The reason why I’m proposing teaming up with the Canadians is that they already have a concept for probably the best polar icebreaker designed to this date, incorporating both operational experience of such vessels from their side as well as Finnish icebreaker know-how for hull form, propulsion, winterization etc. It also does not have any “unproven technology” (the Russians have been using Azipods in the Arctic for a long time) and the vessel has been shown to fulfill the icebreaking requirements in an ice tank. Even if the internal design had to be modified for USCG needs, the additional design work should not take that long. In fact, it does not actually take that long to design an icebreaker from scratch if you know what you want, but the problem might be that if the USCG does not have a “wish list” ready, it will take ages to come up with one and process the proposed concept with such heavy organization. And even if that’s not enough, there’s the funding issue…

You can read more about the recent polar icebreakers on pages 8-12 of this newsletter.


I know I might be spamming a bit, but this chapter of the news release is quite interesting:

In fact, the concept designers at Aker Arctic Technology and ILS [B]were instructed to select the industry’s most advanced technologies[/B] to meet icebreaking conditions in the Baltic Sea year-round, and to perform open sea oil spill response and towing duties in summer and winter. Basic design of the vessel is done by Arctech. Once operational, the new vessel is expected to attract worldwide attention to Finnish arctic expertise.

Central to the vessel’s performance expectations will be its three-pod propulsion solution, with a 6MW Azipod unit at the bow and two 6.5MW units at the stern included to optimize efficiency and maneuverability in ice-ridge conditions in particular.

The bolded section is something I’d also expect from the US Coast Guard instead of sticking to “well-proven” designs because “this is how it has been always done”. I mean, if you want to be the best…


now the GAO weighs in on the Arctic and the anemic US presence

[B]GAO: U.S. Can Do Better on Arctic Policy[/B]

By MarEx May 19, 2014

The U.S. needs a better strategy to coordinate and prioritize its policies related to the Arctic region, according to a Government Accountability Office (GAO) study out today that was released by Reps. Rick Larsen (WA-02), Tim Bishop (NY-01), John Garamendi (CA-03) and Senator Lisa Murkowski (AK).

■ Dataset section:
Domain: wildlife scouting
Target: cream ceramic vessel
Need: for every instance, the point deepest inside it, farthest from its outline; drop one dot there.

■ Tasks to perform:
A – According to the icebreaker discussion, which company does the basic design of the new vessel?
B – Repeat the passage of the icebreaker discussion between "I know I might" and "Finnish arctic expertise.", inclusive.

■ Answers to the tasks:
A – Arctech

B –
I know I might be spamming a bit, but this chapter of the news release is quite interesting:

In fact, the concept designers at Aker Arctic Technology and ILS [B]were instructed to select the industry’s most advanced technologies[/B] to meet icebreaking conditions in the Baltic Sea year-round, and to perform open sea oil spill response and towing duties in summer and winter. Basic design of the vessel is done by Arctech. Once operational, the new vessel is expected to attract worldwide attention to Finnish arctic expertise.